Reproduce every one of the following records line for line, changing nothing.

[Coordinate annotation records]
<<<<
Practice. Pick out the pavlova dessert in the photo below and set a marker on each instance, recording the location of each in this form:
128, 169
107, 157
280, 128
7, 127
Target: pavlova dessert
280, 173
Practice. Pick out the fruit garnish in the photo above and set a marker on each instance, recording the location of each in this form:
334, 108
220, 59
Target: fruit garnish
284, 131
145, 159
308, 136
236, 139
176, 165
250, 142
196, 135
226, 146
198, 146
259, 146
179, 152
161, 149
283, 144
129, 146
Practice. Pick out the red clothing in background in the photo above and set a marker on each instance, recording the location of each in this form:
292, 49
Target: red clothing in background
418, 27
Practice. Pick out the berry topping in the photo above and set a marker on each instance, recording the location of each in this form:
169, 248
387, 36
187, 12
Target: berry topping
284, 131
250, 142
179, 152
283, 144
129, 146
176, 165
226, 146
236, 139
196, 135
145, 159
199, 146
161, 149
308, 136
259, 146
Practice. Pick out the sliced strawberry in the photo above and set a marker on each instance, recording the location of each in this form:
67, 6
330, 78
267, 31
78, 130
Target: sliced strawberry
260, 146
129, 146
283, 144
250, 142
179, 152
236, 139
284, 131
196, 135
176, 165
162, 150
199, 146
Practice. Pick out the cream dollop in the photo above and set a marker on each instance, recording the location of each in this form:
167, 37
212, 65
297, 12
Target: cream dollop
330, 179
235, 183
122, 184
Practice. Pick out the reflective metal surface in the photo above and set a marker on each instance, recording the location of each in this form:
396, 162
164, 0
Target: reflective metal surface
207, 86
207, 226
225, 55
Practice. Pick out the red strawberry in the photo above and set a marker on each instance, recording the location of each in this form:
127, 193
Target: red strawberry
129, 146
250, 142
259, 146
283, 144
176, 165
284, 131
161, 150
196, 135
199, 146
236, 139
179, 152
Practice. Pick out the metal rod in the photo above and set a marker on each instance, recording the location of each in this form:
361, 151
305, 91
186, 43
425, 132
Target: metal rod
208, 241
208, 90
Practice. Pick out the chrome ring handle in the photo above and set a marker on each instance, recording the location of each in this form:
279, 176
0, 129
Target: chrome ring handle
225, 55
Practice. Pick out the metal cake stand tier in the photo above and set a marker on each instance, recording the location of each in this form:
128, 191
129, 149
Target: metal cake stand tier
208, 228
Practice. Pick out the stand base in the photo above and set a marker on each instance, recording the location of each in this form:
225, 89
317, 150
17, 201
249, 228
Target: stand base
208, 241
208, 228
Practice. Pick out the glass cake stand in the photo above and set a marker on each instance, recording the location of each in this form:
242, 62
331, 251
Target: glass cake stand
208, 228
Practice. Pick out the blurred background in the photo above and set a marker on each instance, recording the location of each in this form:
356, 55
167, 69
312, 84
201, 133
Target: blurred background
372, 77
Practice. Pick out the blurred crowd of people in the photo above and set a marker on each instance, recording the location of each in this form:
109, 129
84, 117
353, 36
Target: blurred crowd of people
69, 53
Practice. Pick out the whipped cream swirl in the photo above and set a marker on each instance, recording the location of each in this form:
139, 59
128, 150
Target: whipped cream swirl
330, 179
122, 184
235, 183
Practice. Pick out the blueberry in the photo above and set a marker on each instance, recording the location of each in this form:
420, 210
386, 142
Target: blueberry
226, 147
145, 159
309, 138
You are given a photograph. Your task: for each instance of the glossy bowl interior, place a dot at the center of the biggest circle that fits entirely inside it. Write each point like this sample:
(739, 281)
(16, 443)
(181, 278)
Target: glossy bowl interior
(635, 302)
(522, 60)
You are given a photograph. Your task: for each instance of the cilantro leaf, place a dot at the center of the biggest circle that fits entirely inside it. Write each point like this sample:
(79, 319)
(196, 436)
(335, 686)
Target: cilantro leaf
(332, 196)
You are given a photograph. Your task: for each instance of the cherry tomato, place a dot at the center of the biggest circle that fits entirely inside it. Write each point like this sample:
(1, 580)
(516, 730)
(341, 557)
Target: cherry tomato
>>>>
→ ANSWER TO THE TASK
Practice. Pick out the pavlova dessert in the photo below and set a marker on each instance, recording the location of each in this form:
128, 169
107, 157
280, 128
7, 127
Target: pavlova dessert
280, 173
Practice. Pick out the fruit garnish in the photo above and set a marker on each instance, recording the location of each in this form:
334, 108
220, 59
Target: fruit garnish
284, 131
145, 159
308, 136
236, 139
176, 165
250, 142
196, 135
226, 146
198, 146
259, 146
179, 152
161, 149
283, 144
129, 146
Practice. Pick out the red clothing in background in the photo above and set a marker on each instance, recording the location of each in this form:
292, 49
Target: red clothing in background
418, 27
Practice. Pick out the berry topping in the photo above and set a marker on each instance, recording the location of each in this form:
169, 248
387, 36
187, 12
Target: berry topping
284, 131
250, 142
179, 152
283, 144
129, 146
176, 165
226, 146
236, 139
196, 135
145, 159
199, 146
161, 149
308, 136
259, 146
Practice. Pick out the sliced strawberry in the photo above and set a marker on each instance, recording the location of each in this form:
67, 6
330, 78
267, 31
78, 130
Target: sliced strawberry
260, 146
129, 146
283, 144
250, 142
179, 152
236, 139
284, 131
196, 135
176, 165
162, 150
199, 146
Practice. Pick out the cream dollop in the photo above and set a marker on each instance, recording the location of each in this form:
167, 37
212, 65
297, 12
Target: cream dollop
330, 179
235, 183
122, 184
Practice. Pick out the reflective metal surface in the photo above and set a marker on each instance, recording the location of each in this form:
396, 162
164, 0
Target: reflective metal surface
207, 86
207, 226
225, 55
Practice. Pick out the red strawberry in the photo above and set a marker on each instance, recording the location of each in this form:
127, 193
Target: red strawberry
129, 146
250, 142
259, 146
283, 144
176, 165
284, 131
161, 150
196, 135
199, 146
236, 139
179, 152
Practice. Pick out the metal rod in the photo above and set a marker on each instance, recording the location of each in this form:
361, 151
305, 91
186, 43
425, 132
Target: metal rod
208, 241
208, 90
Practice. Pick out the chrome ring handle in the photo above and set a marker on each instance, recording the location of each in this form:
279, 176
0, 129
Target: chrome ring handle
225, 55
Practice. Pick out the metal cake stand tier in the photo above and set a marker on each instance, recording the location of each in this form:
128, 191
129, 149
Target: metal cake stand tier
208, 228
Practice. Pick out the stand base in the photo above and set a marker on each instance, recording the location of each in this form:
225, 89
317, 150
17, 201
249, 228
Target: stand base
208, 241
208, 228
Practice. Pick out the glass cake stand in the photo above and set a marker on each instance, recording the location of each in this form:
242, 62
331, 251
Target: glass cake stand
208, 228
Practice. Pick out the blurred background in the photo above and set a marker on each instance, recording the location of each in this form:
356, 55
167, 69
312, 84
201, 133
Target: blurred background
372, 77
Practice. Pick out the blurred crowd of people in the photo above and set a marker on each instance, recording the location of each in this form:
109, 129
84, 117
353, 36
Target: blurred crowd of people
69, 53
Practice. Pick out the whipped cream swirl in the photo above and set a marker on each instance, recording the location of each in this form:
139, 59
128, 150
Target: whipped cream swirl
330, 179
122, 184
235, 183
Practice. Pick out the blueberry in the photo above and set a marker on each instance, recording the location of each in this form:
420, 210
386, 142
Target: blueberry
226, 147
145, 159
309, 138
You are given a photograph. Your task: for each instance of the glossy bowl interior, place a dot at the center of the biggest circle that fits entirely inside it. Write each point like this sample:
(739, 281)
(16, 443)
(181, 278)
Target: glossy bowl interior
(635, 302)
(522, 60)
You are given a photograph. Your task: for each instance of the cilantro leaf, place a dot at the center of the biggest circle that fits entirely inside it. Write each point like this sample:
(79, 319)
(196, 436)
(335, 686)
Target: cilantro leaf
(332, 196)
You are given a photograph. Your task: for each instance of the cherry tomato, place a dot at the center of the biggest circle that fits entirely inside it. Write each point like this sample:
(1, 580)
(516, 730)
(341, 557)
Target: cherry tomato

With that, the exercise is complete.